Arbeitsanweisung> Nennen Sie alle Personen, die im Text zur Analyse namentlich erwähnt werden.

Bischof Georg Bätzing und Kirchenpräsidentin Christiane Tietz


Wird in der Kirche zu wenig gelacht? „Alles hat seine Zeit, vielleicht nicht gerade bei einem Begräbnis“, antwortet der Limburger Bischof Georg Bätzing auf die Frage von F.A.Z.-Herausgeber Carsten Knop. Aber als Vorsitzender der Deutschen Bischofskonferenz komme er viel herum bei Amtseinführungen und Verabschiedungen. „Ich nehme mir immer vor, dass bei der Begrüßung alle wenigstens einmal lachen“, sagt Bätzing. Dann gebe es ja noch die gereimten Predigten an Fastnacht.

Neben ihm auf dem Podium sitzt beim F.A.Z.-Kongress Christiane Tietz, seit Anfang des Jahres Kirchenpräsidentin der Evangelischen Kirche in Hessen und Nassau. Auch sie hat nichts gegen eine humorvolle Predigt. Dass nicht ganz so viel gelacht werde in der Kirche, liege aber auch an der Atmosphäre des Kirchenraums, in dem man die Gegenwart Gottes spüren könne. „Und das ist erstmal positiv.“

Ob mit oder ohne Heiterkeit, über den eigenen Glauben werde wenig geredet, stellt Knop fest und berichtet von der Überraschung, wenn es doch jemand tue. Dabei sei das besonders wichtig, wenn die Kirche Mitglieder verliere, sagt Kirchenpräsidentin Tietz. „Die Menschen sind in Scharen ausgetreten, aber wir können sie nur einzeln zurückgewinnen.“ Wenigstens gehöre noch die Hälfte der Deutschen einer Kirche an.

Vorgegebene Einträge>
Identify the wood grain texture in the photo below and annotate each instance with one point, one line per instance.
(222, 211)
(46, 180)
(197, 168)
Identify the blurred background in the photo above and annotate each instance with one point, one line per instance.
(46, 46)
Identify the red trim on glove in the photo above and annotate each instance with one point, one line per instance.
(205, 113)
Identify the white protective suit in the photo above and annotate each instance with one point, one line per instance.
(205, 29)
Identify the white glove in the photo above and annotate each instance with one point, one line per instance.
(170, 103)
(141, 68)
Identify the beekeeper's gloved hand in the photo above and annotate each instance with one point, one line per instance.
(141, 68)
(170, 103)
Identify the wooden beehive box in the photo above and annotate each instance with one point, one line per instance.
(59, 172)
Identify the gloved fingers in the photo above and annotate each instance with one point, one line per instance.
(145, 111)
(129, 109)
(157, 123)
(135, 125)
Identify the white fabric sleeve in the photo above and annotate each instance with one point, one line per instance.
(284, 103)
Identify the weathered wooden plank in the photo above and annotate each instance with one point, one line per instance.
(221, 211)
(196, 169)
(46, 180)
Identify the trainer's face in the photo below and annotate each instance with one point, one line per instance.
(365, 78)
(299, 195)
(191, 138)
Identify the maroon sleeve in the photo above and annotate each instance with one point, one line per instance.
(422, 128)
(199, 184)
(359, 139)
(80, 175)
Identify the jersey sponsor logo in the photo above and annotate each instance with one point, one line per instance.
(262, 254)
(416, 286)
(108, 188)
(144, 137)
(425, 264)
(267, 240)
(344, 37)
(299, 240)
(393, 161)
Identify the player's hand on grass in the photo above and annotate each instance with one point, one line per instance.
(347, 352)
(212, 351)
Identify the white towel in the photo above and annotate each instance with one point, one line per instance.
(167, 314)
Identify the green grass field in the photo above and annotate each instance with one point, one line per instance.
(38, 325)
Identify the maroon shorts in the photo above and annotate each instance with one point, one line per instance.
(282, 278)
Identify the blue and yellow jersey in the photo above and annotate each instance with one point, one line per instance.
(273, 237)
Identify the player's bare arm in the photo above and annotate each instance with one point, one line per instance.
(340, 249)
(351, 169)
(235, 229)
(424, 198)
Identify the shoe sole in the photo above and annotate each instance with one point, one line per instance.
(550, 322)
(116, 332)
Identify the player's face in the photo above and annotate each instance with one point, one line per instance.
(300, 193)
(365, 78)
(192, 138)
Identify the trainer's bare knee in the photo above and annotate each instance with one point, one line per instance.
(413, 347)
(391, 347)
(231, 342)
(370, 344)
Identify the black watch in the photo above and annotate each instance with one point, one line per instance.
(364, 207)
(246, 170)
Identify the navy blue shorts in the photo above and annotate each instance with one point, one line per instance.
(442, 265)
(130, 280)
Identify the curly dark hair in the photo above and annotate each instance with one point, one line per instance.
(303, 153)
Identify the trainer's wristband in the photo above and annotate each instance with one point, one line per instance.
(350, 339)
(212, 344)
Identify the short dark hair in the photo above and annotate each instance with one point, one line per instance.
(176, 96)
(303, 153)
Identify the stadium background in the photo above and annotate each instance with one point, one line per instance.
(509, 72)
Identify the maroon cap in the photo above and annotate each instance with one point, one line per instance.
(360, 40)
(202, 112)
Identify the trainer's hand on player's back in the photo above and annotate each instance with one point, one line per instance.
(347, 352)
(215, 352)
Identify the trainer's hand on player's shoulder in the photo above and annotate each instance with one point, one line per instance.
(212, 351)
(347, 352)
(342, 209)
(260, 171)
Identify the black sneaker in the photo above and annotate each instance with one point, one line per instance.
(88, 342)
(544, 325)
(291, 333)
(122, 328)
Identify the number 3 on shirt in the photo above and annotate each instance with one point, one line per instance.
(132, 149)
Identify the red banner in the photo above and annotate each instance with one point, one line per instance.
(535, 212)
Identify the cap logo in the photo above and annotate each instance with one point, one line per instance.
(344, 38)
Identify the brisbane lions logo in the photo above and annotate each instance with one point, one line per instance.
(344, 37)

Antwortfeld> Georg Bätzing, Christiane Tietz, Carsten Knop